Using the data below, return the stretch from the line that contains "of the bare" through the line that contains "[(879, 587), (993, 563), (462, 58)]", both included, exactly as it stands and nothing beyond it.

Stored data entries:

----------

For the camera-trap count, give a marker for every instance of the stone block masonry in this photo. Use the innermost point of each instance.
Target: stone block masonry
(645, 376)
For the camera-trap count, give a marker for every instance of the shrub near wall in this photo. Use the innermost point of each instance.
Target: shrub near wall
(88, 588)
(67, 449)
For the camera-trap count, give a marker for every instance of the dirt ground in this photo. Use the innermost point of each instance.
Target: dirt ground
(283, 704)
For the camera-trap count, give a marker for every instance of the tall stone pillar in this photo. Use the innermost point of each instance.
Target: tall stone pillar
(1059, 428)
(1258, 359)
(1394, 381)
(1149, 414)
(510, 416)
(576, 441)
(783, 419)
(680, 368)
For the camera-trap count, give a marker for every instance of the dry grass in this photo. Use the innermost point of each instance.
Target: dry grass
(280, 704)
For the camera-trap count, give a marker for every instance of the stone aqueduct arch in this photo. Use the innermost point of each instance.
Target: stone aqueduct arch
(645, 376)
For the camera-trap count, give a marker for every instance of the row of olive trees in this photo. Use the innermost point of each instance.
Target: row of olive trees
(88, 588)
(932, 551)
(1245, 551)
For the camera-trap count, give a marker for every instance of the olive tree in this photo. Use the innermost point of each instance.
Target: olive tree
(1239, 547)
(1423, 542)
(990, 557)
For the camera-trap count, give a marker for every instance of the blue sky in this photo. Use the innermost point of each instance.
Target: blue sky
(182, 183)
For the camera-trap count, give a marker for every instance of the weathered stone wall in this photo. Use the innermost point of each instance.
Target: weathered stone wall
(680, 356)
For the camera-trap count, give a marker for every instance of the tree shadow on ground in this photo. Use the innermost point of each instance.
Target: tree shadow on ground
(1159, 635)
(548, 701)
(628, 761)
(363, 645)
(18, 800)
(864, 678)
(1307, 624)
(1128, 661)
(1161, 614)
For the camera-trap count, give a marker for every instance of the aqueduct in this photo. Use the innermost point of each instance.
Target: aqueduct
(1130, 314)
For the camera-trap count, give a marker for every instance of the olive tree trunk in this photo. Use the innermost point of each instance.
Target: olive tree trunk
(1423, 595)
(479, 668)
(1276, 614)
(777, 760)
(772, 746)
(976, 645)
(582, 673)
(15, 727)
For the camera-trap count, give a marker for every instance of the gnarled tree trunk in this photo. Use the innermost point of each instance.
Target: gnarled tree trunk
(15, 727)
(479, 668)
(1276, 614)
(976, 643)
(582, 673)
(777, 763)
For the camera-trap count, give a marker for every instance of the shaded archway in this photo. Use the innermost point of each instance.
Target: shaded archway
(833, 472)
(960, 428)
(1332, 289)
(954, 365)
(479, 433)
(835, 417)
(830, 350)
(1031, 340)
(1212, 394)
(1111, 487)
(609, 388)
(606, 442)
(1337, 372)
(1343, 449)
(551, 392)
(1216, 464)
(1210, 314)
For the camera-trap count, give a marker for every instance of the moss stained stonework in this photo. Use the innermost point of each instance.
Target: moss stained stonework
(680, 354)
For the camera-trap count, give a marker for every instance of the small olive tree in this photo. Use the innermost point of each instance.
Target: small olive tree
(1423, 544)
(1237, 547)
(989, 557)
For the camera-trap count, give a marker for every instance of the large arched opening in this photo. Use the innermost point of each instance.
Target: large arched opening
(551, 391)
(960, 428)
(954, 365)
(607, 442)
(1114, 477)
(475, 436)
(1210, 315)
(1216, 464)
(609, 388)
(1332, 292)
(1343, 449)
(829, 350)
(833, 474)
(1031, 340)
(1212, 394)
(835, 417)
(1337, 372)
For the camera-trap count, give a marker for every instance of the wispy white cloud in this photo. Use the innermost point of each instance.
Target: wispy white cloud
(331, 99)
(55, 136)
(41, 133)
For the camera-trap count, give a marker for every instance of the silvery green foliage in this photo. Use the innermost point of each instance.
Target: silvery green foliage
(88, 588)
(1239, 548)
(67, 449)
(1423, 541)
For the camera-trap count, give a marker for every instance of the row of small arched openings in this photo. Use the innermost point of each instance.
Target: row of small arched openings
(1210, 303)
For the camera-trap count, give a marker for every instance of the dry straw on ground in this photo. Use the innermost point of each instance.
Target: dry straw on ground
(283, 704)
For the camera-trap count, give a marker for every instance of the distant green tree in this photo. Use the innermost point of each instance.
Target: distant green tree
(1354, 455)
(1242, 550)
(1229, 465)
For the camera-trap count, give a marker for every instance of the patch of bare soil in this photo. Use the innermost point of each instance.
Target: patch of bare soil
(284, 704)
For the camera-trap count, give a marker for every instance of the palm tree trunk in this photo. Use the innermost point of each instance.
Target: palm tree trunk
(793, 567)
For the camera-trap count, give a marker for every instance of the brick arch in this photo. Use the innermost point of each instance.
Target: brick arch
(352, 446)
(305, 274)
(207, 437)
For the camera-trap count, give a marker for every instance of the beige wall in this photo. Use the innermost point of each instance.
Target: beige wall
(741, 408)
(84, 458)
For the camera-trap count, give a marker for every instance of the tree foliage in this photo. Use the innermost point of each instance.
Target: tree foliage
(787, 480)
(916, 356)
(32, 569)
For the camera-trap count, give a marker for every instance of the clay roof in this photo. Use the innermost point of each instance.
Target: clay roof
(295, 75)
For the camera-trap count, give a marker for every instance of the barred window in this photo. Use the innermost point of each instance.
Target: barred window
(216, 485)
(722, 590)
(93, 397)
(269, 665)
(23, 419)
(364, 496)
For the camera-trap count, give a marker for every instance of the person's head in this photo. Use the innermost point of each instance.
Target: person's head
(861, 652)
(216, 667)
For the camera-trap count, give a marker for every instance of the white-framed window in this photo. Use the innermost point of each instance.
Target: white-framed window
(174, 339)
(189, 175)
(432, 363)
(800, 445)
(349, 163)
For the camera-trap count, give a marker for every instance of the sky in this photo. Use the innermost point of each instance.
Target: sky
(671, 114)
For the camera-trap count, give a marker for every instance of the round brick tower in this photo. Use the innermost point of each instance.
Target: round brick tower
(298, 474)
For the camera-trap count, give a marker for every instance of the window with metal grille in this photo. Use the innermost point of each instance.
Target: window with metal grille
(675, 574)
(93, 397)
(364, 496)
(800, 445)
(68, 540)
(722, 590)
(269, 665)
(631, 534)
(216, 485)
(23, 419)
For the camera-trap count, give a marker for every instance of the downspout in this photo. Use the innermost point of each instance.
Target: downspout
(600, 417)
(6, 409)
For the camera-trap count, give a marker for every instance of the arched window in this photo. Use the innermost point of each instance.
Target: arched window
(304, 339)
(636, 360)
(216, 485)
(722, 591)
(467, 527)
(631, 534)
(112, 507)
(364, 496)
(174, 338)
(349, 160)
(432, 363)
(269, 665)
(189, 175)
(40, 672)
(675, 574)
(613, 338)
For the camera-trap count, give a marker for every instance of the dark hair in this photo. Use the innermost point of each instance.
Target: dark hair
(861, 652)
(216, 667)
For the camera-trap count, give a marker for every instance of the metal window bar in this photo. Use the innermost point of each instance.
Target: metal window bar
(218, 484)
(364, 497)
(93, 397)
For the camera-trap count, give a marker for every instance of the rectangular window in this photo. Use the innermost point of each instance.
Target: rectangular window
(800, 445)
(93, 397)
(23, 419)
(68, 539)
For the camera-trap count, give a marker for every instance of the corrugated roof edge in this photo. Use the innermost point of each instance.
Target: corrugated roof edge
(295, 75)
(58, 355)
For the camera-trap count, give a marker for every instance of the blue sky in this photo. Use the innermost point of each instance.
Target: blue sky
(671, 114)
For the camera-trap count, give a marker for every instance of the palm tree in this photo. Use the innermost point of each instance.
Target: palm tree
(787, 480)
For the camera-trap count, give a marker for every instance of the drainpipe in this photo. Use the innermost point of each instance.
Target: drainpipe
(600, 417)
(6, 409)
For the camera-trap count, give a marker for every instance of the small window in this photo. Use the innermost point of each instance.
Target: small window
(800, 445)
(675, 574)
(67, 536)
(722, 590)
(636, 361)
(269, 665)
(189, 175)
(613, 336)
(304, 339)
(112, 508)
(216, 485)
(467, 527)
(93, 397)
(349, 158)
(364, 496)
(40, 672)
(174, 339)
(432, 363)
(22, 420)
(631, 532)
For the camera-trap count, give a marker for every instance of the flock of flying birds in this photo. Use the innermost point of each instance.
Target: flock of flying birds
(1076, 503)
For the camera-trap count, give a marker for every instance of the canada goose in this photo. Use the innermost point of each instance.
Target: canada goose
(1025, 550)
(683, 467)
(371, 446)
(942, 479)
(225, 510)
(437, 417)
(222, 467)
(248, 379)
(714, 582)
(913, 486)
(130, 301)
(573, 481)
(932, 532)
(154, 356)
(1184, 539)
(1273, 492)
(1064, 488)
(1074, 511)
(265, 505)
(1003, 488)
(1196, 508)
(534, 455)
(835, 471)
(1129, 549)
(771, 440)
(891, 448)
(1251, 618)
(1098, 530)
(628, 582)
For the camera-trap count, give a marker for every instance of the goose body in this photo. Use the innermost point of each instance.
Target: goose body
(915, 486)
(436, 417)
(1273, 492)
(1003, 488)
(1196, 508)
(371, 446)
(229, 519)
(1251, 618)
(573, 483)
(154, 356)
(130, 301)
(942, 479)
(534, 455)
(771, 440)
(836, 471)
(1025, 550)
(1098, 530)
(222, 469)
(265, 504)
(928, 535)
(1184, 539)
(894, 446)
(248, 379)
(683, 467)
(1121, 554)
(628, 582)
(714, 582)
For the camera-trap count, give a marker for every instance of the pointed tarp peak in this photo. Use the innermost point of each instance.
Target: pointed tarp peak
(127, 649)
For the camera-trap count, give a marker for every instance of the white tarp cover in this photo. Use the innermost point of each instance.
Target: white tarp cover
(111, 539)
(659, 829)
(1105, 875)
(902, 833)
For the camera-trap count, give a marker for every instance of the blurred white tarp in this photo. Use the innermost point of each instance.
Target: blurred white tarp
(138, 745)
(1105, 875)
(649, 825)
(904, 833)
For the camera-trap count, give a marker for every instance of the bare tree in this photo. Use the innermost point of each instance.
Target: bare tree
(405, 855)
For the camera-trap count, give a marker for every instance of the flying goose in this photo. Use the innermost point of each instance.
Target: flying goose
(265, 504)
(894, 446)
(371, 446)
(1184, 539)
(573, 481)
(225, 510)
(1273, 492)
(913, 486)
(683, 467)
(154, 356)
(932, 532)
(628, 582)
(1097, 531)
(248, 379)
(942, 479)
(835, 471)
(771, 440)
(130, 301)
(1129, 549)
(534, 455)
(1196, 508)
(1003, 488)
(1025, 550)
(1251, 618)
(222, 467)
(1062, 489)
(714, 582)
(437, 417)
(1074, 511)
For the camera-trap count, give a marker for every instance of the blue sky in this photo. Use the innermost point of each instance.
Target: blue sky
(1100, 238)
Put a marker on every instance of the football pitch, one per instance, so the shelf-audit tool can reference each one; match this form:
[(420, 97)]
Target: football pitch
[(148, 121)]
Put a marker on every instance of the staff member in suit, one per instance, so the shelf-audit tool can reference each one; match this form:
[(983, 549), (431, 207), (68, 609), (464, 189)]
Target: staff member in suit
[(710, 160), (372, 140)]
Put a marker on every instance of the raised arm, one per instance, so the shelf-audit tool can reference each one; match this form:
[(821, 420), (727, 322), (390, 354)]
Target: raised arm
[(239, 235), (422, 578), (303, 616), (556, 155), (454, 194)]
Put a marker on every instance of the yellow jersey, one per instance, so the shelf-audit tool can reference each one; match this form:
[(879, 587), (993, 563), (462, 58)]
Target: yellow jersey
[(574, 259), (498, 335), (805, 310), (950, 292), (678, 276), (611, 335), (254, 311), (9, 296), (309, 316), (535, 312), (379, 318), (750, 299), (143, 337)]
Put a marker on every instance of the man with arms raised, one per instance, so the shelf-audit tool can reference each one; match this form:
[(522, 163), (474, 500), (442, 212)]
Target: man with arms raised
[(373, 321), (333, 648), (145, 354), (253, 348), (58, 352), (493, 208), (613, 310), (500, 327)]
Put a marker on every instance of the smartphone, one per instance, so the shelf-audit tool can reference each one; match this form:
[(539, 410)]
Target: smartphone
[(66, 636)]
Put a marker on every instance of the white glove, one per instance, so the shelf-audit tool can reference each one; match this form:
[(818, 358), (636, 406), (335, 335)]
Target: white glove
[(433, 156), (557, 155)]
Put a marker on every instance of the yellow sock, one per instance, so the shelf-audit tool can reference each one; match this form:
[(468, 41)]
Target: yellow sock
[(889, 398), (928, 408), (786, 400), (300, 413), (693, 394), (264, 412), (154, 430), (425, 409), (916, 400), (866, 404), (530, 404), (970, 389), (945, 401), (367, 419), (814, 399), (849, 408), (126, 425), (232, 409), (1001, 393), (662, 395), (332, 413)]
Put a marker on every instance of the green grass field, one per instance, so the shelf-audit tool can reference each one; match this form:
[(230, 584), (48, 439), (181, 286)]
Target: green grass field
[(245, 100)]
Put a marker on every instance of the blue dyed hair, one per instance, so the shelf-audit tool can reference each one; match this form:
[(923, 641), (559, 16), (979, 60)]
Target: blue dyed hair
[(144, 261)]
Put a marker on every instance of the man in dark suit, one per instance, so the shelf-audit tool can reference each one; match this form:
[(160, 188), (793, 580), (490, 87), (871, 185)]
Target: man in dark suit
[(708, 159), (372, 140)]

----------

== TASK RESPONSE ==
For the camera-trap count, give a marker for every instance of the bare tree in this photo. Use the innermost point of each instance.
Target: bare tree
(405, 855)
For the camera-trap count, give a marker for every instance of the flying goose in this photo. Use the innermost point of each instance.
Target: flying goose
(265, 504)
(894, 446)
(371, 446)
(1184, 539)
(573, 481)
(225, 510)
(1273, 492)
(913, 486)
(683, 467)
(154, 356)
(932, 532)
(628, 582)
(1097, 531)
(248, 379)
(942, 479)
(835, 471)
(771, 440)
(130, 301)
(1129, 549)
(534, 455)
(1196, 508)
(1003, 488)
(1025, 550)
(1251, 618)
(222, 467)
(1062, 489)
(714, 582)
(437, 417)
(1074, 511)
For the camera-trap count, give a marker for every instance of the blue sky in this photo. Use the innermost point of each instance.
Target: blue sky
(1100, 238)
Put a marker on every instance of the football pitch, one per instance, so the shelf-audit tool can reference each one; match this form:
[(420, 97)]
Target: football pitch
[(148, 121)]
Put a marker on every instance of the staff member in suit, one per instance, so the shelf-audit tool can reference each one; match this form:
[(983, 549), (431, 207), (68, 609), (464, 189)]
Target: staff member in suit
[(710, 160), (372, 140)]
Put a marker on every instance of the raised arm, one per instance, so the shelf-audit tool can reference each one; match this form:
[(821, 420), (727, 322), (390, 354)]
Target: raised arm
[(239, 235), (422, 578), (303, 616), (556, 155), (454, 194)]
Put a marker on every instance of the yellow jersey, one per instance, so the shelf-audit tool can reference each one; match this form:
[(879, 587), (993, 563), (462, 58)]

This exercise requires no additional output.